WHAT IS REQUIRED: Whatever the records say, set them down exactly.

(MATERIALS PROVIDED begins)

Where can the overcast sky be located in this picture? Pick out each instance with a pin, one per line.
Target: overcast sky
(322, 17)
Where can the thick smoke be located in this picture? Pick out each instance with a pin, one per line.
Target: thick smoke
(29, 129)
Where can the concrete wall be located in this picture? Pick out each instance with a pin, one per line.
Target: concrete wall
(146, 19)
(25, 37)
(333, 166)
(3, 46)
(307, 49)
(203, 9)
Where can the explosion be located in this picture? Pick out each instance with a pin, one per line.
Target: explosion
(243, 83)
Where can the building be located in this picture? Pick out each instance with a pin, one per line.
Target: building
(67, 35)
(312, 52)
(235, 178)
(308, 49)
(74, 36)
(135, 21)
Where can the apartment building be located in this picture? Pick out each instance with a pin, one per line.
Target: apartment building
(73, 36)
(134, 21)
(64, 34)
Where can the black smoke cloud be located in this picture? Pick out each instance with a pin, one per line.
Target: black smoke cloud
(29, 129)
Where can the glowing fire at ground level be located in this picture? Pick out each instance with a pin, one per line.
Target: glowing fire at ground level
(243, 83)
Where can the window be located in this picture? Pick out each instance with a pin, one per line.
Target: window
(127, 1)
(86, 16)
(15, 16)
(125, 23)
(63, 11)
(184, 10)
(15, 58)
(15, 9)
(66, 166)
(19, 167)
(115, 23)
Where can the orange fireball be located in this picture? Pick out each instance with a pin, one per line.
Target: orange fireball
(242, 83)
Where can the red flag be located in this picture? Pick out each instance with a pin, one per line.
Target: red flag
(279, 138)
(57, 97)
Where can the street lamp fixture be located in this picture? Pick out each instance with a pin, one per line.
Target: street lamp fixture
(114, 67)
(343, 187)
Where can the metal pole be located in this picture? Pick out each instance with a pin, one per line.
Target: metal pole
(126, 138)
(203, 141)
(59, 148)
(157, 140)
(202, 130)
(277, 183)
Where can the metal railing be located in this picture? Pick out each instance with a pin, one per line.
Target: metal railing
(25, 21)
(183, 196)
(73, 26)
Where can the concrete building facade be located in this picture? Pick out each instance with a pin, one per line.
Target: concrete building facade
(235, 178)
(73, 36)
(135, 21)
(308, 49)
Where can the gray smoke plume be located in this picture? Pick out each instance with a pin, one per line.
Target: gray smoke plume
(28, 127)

(MATERIALS PROVIDED ends)

EXERCISE OUTPUT:
Where can the overcast sky be located in this picture? Pick out each instance with a pin, one per line.
Target: overcast sky
(322, 17)
Where can the thick smoke be located in this picture? Pick out each instance with a pin, one per line.
Target: thick smoke
(29, 129)
Where can the concrete wall be located in this picture? Pick out each instance with a pin, one per line.
Target: concrete wall
(146, 19)
(25, 37)
(333, 166)
(3, 46)
(307, 49)
(203, 9)
Where can the explosion be located in this picture? Pick out each instance with a pin, one per line.
Target: explosion
(243, 83)
Where can the building be located in this picture? Pick out each instance with a pin, one per line.
Target: building
(67, 35)
(312, 52)
(235, 178)
(308, 49)
(74, 36)
(135, 21)
Where can the apartment building be located in this picture? Pick out each instance with a pin, one per line.
Target: apartment building
(73, 36)
(134, 21)
(64, 34)
Where can the black smoke cloud be located in this picture? Pick out each instance with a pin, one per line.
Target: black smoke cloud
(29, 129)
Where can the glowing fire at ground level be located in this picture? Pick out each instance with a pin, one per line.
Target: glowing fire at ground level
(243, 83)
Where can the window be located in this picture? Pick out each instance with a pin, one per line.
Target: window
(127, 1)
(86, 16)
(15, 16)
(125, 23)
(63, 11)
(184, 10)
(15, 58)
(15, 9)
(66, 166)
(19, 167)
(115, 23)
Where can the orange fireball be located in this picture? Pick out each instance with a pin, one per line.
Target: orange fireball
(242, 83)
Where can the red flag be located in this picture? Pick out each instance with a pin, one per line.
Target: red flag
(279, 138)
(57, 97)
Where can the street lamp fixture be located in this picture? Pick out each instance with a pin, one per line.
Target: street lamp fixture
(114, 67)
(343, 187)
Where can the metal pole be located in this picture? Pick out each instance with a pin, one per line.
Target: metal pole
(126, 138)
(203, 141)
(59, 148)
(157, 140)
(202, 130)
(277, 183)
Where can the metal railing be located in this picture? Pick out each instance with a pin, one per line.
Target: metal railing
(25, 21)
(183, 196)
(73, 26)
Where can the concrete building facade be located in this picture? Pick out each instance with a pin, one per line.
Target: concrete building facade
(235, 178)
(73, 36)
(135, 21)
(308, 49)
Where can the gray smoke plume be located in this picture? Pick out each instance with a pin, one per line.
Target: gray smoke plume
(28, 127)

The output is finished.